→ Tasks to complete
• a. According to the Brexit article, by when would an extension to the transition period have to be agreed?
• b. Using the Brexit article, explain why David Frost said an extension to the transition period was not in the UK's interests.
• c. Do these statements agree with the Brexit article? (i) The Northern Ireland Assembly's vote binds the UK government. (ii) The UK left the EU on 31 January. (iii) The transition period can be extended by up to three years.

Billions of pounds could be wiped off Scotland’s economy without an extension to the Brexit transition period, according to the Scottish government.
Economic modelling suggests GDP could be between £1.1bn and £1.8bn lower by 2022 (0.7% to 1.1%) without a delay.
The transition period, due to end on 31 December, can be extended by up to two years if agreed by the end of June.
The UK government has said it has no intention of doing so, and needs “flexibility” to deal with coronavirus.
While the UK left the EU on 31 January the transition period left most arrangements in place – including Britain’s membership of the customs union and single market – until the end of the year while a trade deal was negotiated.
A fourth round of talks has begun but there is little sign of any breakthrough with both sides sticking to their positions.
The Scottish government said the coronavirus pandemic and left businesses in a fragile state, and the outbreak had affected preparations for the new trading relationship.
Its modelling suggests that a basic free trade agreement or no-deal – rather than an extension – could result in a cumulative loss of economic activity of between nearly £2bn and £3bn over the two years.
The Scottish government’s Cabinet Secretary for Constitution, Europe and External Affairs, Mike Russell, said the study showed it was “essential” to seek an extension, and not to do so would be an “act of extraordinary recklessness”.
He added: “I believe there is a growing common-sense coalition to press for an extension to avoid such a disastrous outcome and the needless damage it would do to Scottish jobs and our economy.”
On Wednesday the Northern Ireland Assembly voted in favour of extending the Brexit transition period although the vote is not binding on either the Northern Ireland executive or the UK government.
Downing Street has insisted that any delay would “prolong the delay and uncertainty” around Brexit.
In April the UK’s chief negotiator David Frost said any extension to the transition period was not in the interests of the UK.
In a tweet, he said it would “prolong negotiations, create even more uncertainty, leave us liable to pay more to the EU in future, and keep us bound by evolving EU laws at a time when we need to control our own affairs”.

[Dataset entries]
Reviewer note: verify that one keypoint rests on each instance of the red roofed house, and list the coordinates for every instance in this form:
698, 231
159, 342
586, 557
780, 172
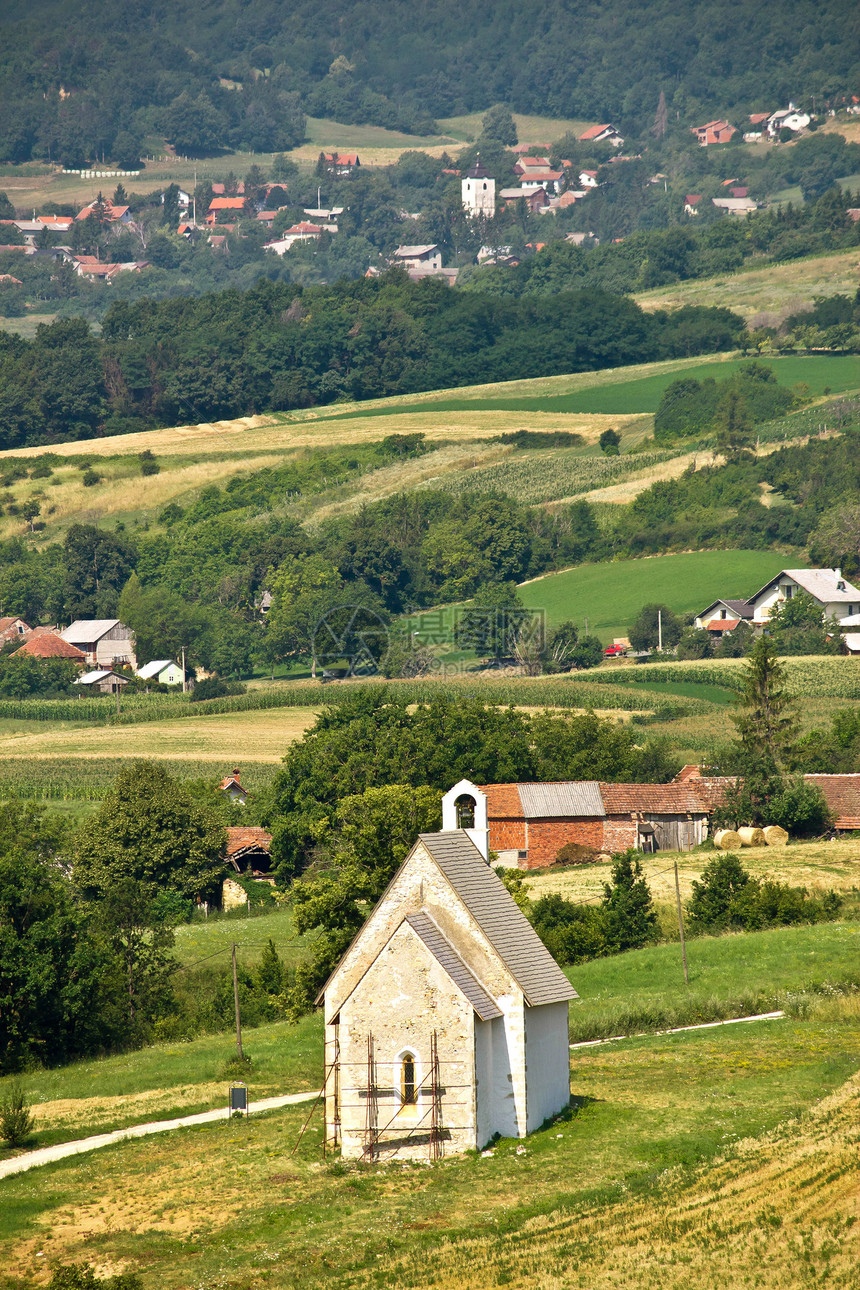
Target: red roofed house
714, 132
47, 644
601, 134
111, 214
249, 850
219, 205
342, 163
529, 823
232, 787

→ Answers by item
• a. By the end of June.

• b. He said an extension would prolong negotiations, create even more uncertainty, and leave the UK liable to pay more to the EU in future. He added that it would keep the UK bound by evolving EU laws at a time when it needs to control its own affairs.

• c.
(i) No: "the vote is not binding on either the Northern Ireland executive or the UK government."
(ii) Yes: "the UK left the EU on 31 January."
(iii) No: "can be extended by up to two years."